Required work - Within the material below, transcribe exactly the lines from the one holding "Mark one point on every instance of the white" through the one holding "Mark one point on every instance of the camouflage", keeping both ends and skipping the rest.
Data for this task below:
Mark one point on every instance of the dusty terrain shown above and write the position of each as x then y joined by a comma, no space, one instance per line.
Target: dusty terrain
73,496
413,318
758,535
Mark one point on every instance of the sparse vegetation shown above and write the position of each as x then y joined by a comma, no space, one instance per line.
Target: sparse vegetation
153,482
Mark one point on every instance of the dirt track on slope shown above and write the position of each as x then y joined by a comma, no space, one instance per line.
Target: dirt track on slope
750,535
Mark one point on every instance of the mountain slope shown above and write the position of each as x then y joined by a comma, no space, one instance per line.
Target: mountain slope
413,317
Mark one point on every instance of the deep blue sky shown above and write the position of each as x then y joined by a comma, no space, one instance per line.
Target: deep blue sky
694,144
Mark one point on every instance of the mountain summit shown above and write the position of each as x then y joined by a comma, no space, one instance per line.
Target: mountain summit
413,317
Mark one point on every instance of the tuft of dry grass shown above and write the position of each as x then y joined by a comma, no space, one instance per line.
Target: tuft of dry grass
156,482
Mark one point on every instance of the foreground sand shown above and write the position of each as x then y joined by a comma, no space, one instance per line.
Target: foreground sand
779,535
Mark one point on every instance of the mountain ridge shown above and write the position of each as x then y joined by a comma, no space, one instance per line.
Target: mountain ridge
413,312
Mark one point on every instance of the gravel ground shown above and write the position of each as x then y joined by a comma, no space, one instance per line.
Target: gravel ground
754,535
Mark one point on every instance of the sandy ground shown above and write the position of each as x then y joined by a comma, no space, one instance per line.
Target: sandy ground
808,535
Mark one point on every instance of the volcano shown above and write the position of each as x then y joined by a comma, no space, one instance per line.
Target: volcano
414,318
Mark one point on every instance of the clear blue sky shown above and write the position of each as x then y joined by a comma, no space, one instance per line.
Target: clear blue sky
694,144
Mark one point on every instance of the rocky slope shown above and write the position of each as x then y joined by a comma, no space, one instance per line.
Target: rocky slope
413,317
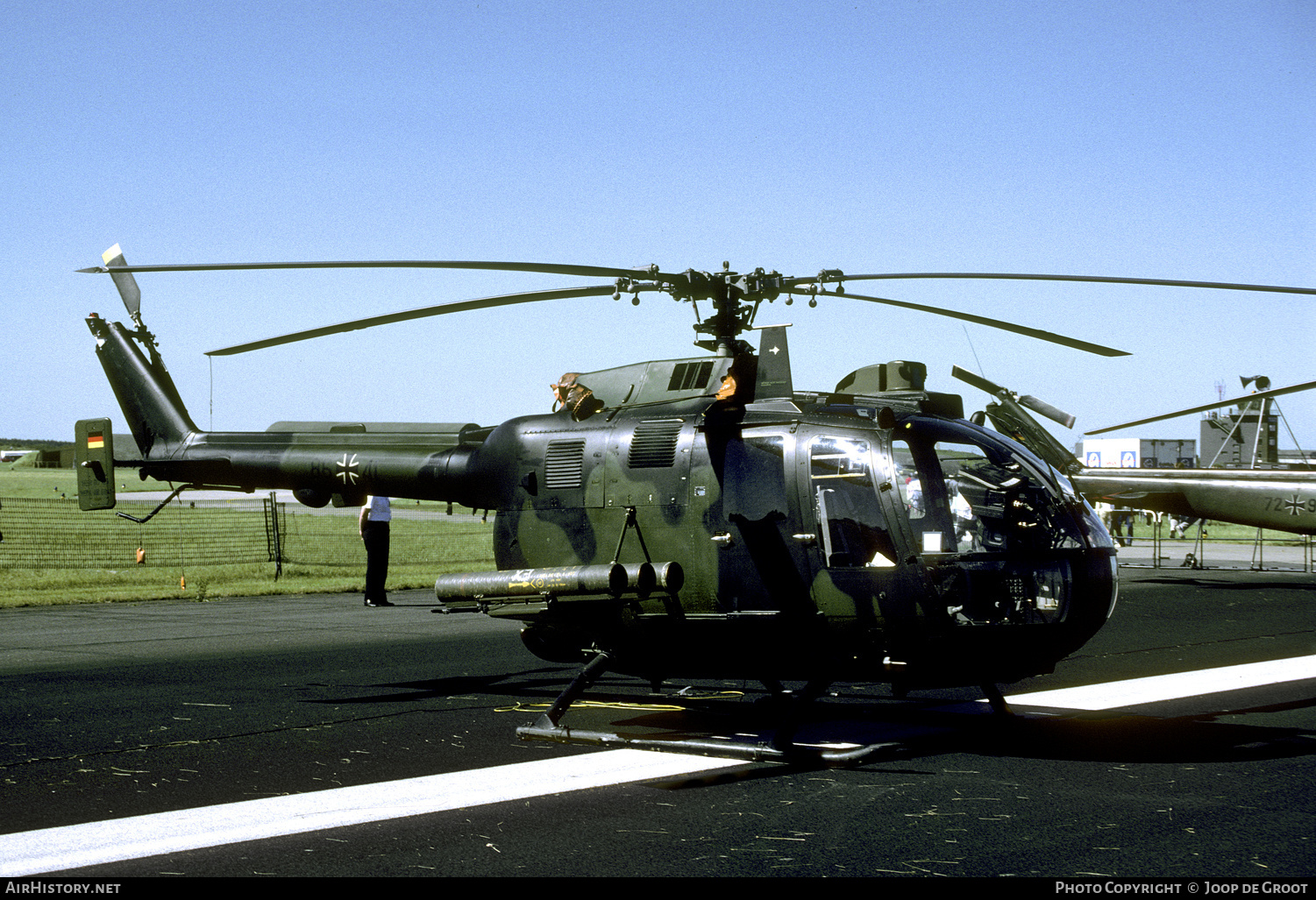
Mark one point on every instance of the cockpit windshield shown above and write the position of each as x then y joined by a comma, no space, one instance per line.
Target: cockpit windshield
967,491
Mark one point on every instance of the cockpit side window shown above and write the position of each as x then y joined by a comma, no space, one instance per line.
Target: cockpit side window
854,530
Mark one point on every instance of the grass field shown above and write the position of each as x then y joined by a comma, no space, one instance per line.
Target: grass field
446,545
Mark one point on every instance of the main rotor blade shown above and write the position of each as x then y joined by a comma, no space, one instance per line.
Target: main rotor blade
587,272
1099,280
1260,395
126,285
992,322
483,303
1040,407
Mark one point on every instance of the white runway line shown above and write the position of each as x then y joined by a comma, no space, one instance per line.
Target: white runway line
1155,689
29,853
94,844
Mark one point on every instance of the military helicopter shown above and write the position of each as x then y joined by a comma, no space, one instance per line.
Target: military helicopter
696,517
1263,498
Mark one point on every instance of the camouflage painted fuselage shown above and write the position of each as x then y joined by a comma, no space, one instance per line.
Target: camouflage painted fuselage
843,537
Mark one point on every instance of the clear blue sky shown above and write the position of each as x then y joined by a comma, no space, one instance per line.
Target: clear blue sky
1163,139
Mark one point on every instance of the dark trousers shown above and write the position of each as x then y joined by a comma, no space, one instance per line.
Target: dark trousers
377,559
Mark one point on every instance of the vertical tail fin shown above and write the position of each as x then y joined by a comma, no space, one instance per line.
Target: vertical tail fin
145,391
End of Data for this task.
Exercise answer -
Mark one point on every instance of the white runway line shown above and write the position of each as x then y joined by a comma, no space, one instance per line.
Target: white runway line
1155,689
29,853
94,844
Mark one point on every instance of the military helicopter shown above and write the position of each as x then y joined by a comma, no space, one instance per line.
Target: military helicopter
696,517
1263,498
Mark one point on every instance of the camouflage painted fuselage shown above and write the position of each as x then y joined by a comma, no space, one instance per line.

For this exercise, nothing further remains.